WHAT IS NEEDED
Repeat all of the data precisely.

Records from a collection
☆ ☆ ☆
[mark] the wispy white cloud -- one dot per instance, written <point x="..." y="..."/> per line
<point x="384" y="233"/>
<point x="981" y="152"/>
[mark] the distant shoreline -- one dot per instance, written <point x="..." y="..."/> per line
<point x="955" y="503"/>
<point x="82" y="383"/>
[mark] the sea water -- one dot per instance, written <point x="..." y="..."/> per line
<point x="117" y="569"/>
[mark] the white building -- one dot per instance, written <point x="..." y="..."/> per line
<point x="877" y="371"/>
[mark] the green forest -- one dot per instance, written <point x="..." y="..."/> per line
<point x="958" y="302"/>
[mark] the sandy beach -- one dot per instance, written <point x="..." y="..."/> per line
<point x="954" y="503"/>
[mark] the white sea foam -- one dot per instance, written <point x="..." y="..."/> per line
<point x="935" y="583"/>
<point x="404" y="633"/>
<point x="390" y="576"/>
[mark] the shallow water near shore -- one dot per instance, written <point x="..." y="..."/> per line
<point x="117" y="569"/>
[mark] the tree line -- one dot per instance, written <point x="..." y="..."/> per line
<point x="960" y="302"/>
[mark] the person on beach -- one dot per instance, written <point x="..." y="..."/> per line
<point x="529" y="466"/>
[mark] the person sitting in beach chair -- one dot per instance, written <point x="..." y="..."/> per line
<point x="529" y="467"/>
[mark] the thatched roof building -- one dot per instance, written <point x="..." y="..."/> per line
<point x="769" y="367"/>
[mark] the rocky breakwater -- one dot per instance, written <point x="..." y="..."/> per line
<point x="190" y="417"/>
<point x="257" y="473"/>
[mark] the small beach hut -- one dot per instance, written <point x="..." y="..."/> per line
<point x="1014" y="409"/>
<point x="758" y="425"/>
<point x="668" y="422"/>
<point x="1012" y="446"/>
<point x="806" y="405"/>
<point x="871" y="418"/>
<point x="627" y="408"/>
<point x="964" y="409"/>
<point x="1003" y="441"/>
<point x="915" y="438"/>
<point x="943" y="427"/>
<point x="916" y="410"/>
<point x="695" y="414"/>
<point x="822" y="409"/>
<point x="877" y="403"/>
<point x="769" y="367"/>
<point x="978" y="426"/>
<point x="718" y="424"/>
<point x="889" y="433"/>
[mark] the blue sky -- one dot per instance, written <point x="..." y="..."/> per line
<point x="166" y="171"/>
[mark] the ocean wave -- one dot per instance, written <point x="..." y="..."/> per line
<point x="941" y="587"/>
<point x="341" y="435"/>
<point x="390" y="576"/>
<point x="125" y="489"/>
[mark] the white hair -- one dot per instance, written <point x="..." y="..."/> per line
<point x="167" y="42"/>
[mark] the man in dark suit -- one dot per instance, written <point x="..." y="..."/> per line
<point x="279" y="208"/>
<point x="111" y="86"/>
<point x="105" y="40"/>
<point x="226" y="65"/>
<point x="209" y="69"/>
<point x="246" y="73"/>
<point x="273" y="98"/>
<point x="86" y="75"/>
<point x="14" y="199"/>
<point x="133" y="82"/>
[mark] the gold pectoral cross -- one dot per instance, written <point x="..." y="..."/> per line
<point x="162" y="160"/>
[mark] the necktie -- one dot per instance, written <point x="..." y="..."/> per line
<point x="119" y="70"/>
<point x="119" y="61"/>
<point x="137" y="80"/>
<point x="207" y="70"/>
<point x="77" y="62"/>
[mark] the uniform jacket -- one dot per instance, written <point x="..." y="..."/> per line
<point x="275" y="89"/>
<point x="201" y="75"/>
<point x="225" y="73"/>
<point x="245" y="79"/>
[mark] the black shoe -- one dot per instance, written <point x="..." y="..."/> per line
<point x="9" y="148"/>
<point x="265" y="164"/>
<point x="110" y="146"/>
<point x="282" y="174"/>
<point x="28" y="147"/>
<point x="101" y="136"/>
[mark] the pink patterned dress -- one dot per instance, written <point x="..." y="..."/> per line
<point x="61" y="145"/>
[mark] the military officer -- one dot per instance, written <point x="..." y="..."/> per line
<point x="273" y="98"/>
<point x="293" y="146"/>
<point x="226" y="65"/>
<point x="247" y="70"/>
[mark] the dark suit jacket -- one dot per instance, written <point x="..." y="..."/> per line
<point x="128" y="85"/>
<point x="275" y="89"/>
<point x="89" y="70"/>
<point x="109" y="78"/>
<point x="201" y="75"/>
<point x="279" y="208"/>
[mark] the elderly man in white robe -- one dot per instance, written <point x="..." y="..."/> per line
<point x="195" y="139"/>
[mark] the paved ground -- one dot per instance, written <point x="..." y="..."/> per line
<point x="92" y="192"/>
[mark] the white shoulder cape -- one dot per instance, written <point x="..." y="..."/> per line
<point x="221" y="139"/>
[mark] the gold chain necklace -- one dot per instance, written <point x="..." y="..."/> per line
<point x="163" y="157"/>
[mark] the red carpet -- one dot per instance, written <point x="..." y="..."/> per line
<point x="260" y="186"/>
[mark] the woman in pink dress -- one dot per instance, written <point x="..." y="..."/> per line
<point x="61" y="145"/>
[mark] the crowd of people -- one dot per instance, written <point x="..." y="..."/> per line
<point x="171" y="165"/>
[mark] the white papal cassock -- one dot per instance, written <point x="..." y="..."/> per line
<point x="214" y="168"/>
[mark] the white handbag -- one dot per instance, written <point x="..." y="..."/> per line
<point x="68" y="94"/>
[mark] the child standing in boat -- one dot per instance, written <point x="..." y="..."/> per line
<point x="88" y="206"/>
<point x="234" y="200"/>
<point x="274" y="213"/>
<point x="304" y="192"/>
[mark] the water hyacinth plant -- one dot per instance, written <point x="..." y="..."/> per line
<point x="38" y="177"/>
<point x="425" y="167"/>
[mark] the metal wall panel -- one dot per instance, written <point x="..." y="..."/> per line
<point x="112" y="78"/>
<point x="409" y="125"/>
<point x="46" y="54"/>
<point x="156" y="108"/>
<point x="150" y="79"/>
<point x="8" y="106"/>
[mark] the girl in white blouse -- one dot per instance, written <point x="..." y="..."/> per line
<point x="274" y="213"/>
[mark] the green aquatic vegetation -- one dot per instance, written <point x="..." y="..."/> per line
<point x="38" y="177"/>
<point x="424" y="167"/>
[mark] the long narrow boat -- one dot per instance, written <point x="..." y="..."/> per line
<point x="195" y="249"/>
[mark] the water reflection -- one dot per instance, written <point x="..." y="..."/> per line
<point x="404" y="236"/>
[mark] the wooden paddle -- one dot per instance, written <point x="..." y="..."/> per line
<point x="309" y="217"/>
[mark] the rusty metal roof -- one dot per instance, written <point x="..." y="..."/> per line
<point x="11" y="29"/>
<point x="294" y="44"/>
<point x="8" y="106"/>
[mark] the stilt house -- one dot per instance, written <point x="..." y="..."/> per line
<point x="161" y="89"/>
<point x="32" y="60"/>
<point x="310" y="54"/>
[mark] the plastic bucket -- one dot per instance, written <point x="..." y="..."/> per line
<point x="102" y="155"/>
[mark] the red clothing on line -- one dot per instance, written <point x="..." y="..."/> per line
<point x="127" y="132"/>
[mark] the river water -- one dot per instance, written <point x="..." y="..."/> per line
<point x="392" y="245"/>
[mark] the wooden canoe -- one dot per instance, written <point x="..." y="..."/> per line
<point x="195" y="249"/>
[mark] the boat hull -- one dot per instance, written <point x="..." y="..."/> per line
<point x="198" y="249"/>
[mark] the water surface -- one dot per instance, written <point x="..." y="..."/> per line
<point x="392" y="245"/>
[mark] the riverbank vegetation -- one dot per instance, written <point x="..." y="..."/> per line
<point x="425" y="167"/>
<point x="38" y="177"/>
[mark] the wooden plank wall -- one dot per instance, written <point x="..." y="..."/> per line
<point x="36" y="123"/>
☆ ☆ ☆
ANSWER TO THE PROBLEM
[mark] the wispy white cloud -- one dot per instance, written <point x="..." y="..."/> per line
<point x="384" y="233"/>
<point x="981" y="152"/>
[mark] the distant shoreline -- one dot per instance, written <point x="..." y="..."/> per line
<point x="955" y="503"/>
<point x="82" y="383"/>
[mark] the sea water -- one dot per instance, written <point x="..." y="..."/> per line
<point x="117" y="569"/>
[mark] the white building -- one dot per instance, written <point x="..." y="..."/> per line
<point x="877" y="371"/>
[mark] the green forest -- one dot per instance, written <point x="..." y="..."/> per line
<point x="958" y="302"/>
[mark] the sandy beach -- one dot per instance, written <point x="..." y="..."/> per line
<point x="954" y="503"/>
[mark] the white sea foam -- one dot per instance, written <point x="..." y="..."/> per line
<point x="935" y="583"/>
<point x="404" y="633"/>
<point x="390" y="576"/>
[mark] the shallow water near shore -- one dot per instance, written <point x="..." y="..."/> per line
<point x="117" y="569"/>
[mark] the tree line -- one dot per instance, written <point x="..." y="..."/> per line
<point x="960" y="302"/>
[mark] the person on beach -- one dot per instance, written <point x="..." y="..."/> per line
<point x="529" y="466"/>
[mark] the person sitting in beach chair -- one dot per instance, written <point x="..." y="..."/> per line
<point x="529" y="467"/>
[mark] the thatched roof building -- one dot per instance, written <point x="..." y="..."/> per line
<point x="769" y="367"/>
[mark] the rocky breakwater -- one dot per instance, written <point x="..." y="..."/> per line
<point x="190" y="417"/>
<point x="257" y="473"/>
[mark] the small beach hut -- one dot per instance, written <point x="..." y="..."/> per line
<point x="1014" y="409"/>
<point x="758" y="425"/>
<point x="668" y="422"/>
<point x="1012" y="446"/>
<point x="806" y="405"/>
<point x="871" y="418"/>
<point x="627" y="408"/>
<point x="964" y="409"/>
<point x="1003" y="441"/>
<point x="915" y="438"/>
<point x="943" y="427"/>
<point x="916" y="410"/>
<point x="695" y="414"/>
<point x="822" y="409"/>
<point x="877" y="403"/>
<point x="769" y="367"/>
<point x="978" y="426"/>
<point x="718" y="424"/>
<point x="889" y="433"/>
[mark] the blue sky -- one dot per instance, written <point x="..." y="..."/> per line
<point x="166" y="171"/>
[mark] the ocean wave -- one dot per instance, written <point x="..." y="..."/> per line
<point x="941" y="587"/>
<point x="341" y="435"/>
<point x="390" y="576"/>
<point x="125" y="489"/>
[mark] the white hair -- one dot per instance, written <point x="..." y="..."/> per line
<point x="167" y="42"/>
[mark] the man in dark suit -- one dot per instance, written <point x="..." y="..."/> per line
<point x="279" y="208"/>
<point x="111" y="86"/>
<point x="105" y="40"/>
<point x="226" y="65"/>
<point x="209" y="69"/>
<point x="246" y="73"/>
<point x="273" y="98"/>
<point x="86" y="75"/>
<point x="14" y="199"/>
<point x="133" y="82"/>
[mark] the gold pectoral cross -- one dot per instance, written <point x="..." y="..."/> per line
<point x="162" y="160"/>
[mark] the necktie -- one dot per instance, written <point x="..." y="..."/> per line
<point x="119" y="70"/>
<point x="119" y="61"/>
<point x="137" y="80"/>
<point x="207" y="70"/>
<point x="77" y="62"/>
[mark] the uniform jacket -- one dot per instance, written <point x="..." y="..."/> per line
<point x="275" y="89"/>
<point x="201" y="75"/>
<point x="225" y="73"/>
<point x="245" y="79"/>
[mark] the black shoe -- one dot per instance, written <point x="..." y="..."/> per line
<point x="9" y="148"/>
<point x="265" y="164"/>
<point x="110" y="146"/>
<point x="282" y="174"/>
<point x="28" y="147"/>
<point x="101" y="136"/>
[mark] the pink patterned dress -- one dot per instance, written <point x="..." y="..."/> per line
<point x="61" y="145"/>
[mark] the military officer -- one dot per instance, written <point x="..." y="..."/> per line
<point x="273" y="98"/>
<point x="293" y="146"/>
<point x="226" y="65"/>
<point x="247" y="70"/>
[mark] the dark suit jacket -- one dot per instance, written <point x="..." y="..."/> per line
<point x="128" y="85"/>
<point x="275" y="89"/>
<point x="89" y="70"/>
<point x="109" y="78"/>
<point x="201" y="75"/>
<point x="279" y="208"/>
[mark] the elderly man in white robe -- one dot per instance, written <point x="..." y="..."/> per line
<point x="195" y="139"/>
[mark] the paved ground -- one dot per instance, written <point x="..." y="..."/> per line
<point x="92" y="192"/>
[mark] the white shoulder cape -- one dot per instance, written <point x="..." y="..."/> per line
<point x="221" y="139"/>
[mark] the gold chain necklace -- one dot per instance, written <point x="..." y="..."/> per line
<point x="163" y="157"/>
[mark] the red carpet -- one dot per instance, written <point x="..." y="..."/> per line
<point x="260" y="186"/>
[mark] the woman in pink dress -- one dot per instance, written <point x="..." y="..."/> per line
<point x="61" y="145"/>
[mark] the crowd of people -- one dot per instance, written <point x="..." y="..."/> per line
<point x="171" y="165"/>
[mark] the white papal cassock -- one dot per instance, written <point x="..." y="..."/> per line
<point x="214" y="168"/>
[mark] the white handbag -- one dot per instance, written <point x="..." y="..."/> per line
<point x="68" y="94"/>
[mark] the child standing in boat -- one dot per instance, written <point x="..." y="..."/> per line
<point x="88" y="206"/>
<point x="234" y="200"/>
<point x="274" y="213"/>
<point x="304" y="192"/>
[mark] the water hyacinth plant -- one dot per instance, written <point x="..." y="..."/> per line
<point x="38" y="177"/>
<point x="425" y="167"/>
[mark] the metal wall panel -- one dot per instance, written <point x="..." y="..."/> per line
<point x="112" y="78"/>
<point x="409" y="125"/>
<point x="46" y="54"/>
<point x="156" y="108"/>
<point x="150" y="79"/>
<point x="8" y="106"/>
[mark] the girl in white blouse -- one dot per instance, written <point x="..." y="..."/> per line
<point x="274" y="213"/>
[mark] the green aquatic vegetation -- one dot per instance, written <point x="..." y="..."/> per line
<point x="38" y="177"/>
<point x="424" y="167"/>
[mark] the long narrow boat -- one dot per instance, written <point x="..." y="..."/> per line
<point x="195" y="249"/>
[mark] the water reflection -- one dot per instance, written <point x="..." y="..."/> per line
<point x="404" y="236"/>
[mark] the wooden paddle -- one dot per instance, written <point x="..." y="..."/> per line
<point x="309" y="217"/>
[mark] the rusty metal roof -- one dot per instance, written <point x="..." y="..."/> per line
<point x="11" y="29"/>
<point x="294" y="44"/>
<point x="8" y="106"/>
[mark] the stilt house -- one dot per instance, written <point x="..." y="..."/> per line
<point x="161" y="89"/>
<point x="32" y="60"/>
<point x="310" y="54"/>
[mark] the plastic bucket -- one dot per instance, written <point x="..." y="..."/> per line
<point x="102" y="155"/>
[mark] the red clothing on line -- one dot per instance, written <point x="..." y="..."/> per line
<point x="127" y="132"/>
[mark] the river water -- one dot per instance, written <point x="..." y="..."/> per line
<point x="392" y="245"/>
[mark] the wooden canoe -- one dot per instance, written <point x="..." y="..."/> per line
<point x="195" y="249"/>
[mark] the boat hull -- one dot per instance, written <point x="..." y="..."/> per line
<point x="198" y="249"/>
[mark] the water surface -- one dot per instance, written <point x="..." y="..."/> per line
<point x="392" y="245"/>
[mark] the riverbank vegetation -- one dot per instance, written <point x="..." y="..."/> per line
<point x="425" y="167"/>
<point x="38" y="177"/>
[mark] the wooden plank wall -- one dot per instance, written <point x="..." y="..."/> per line
<point x="36" y="123"/>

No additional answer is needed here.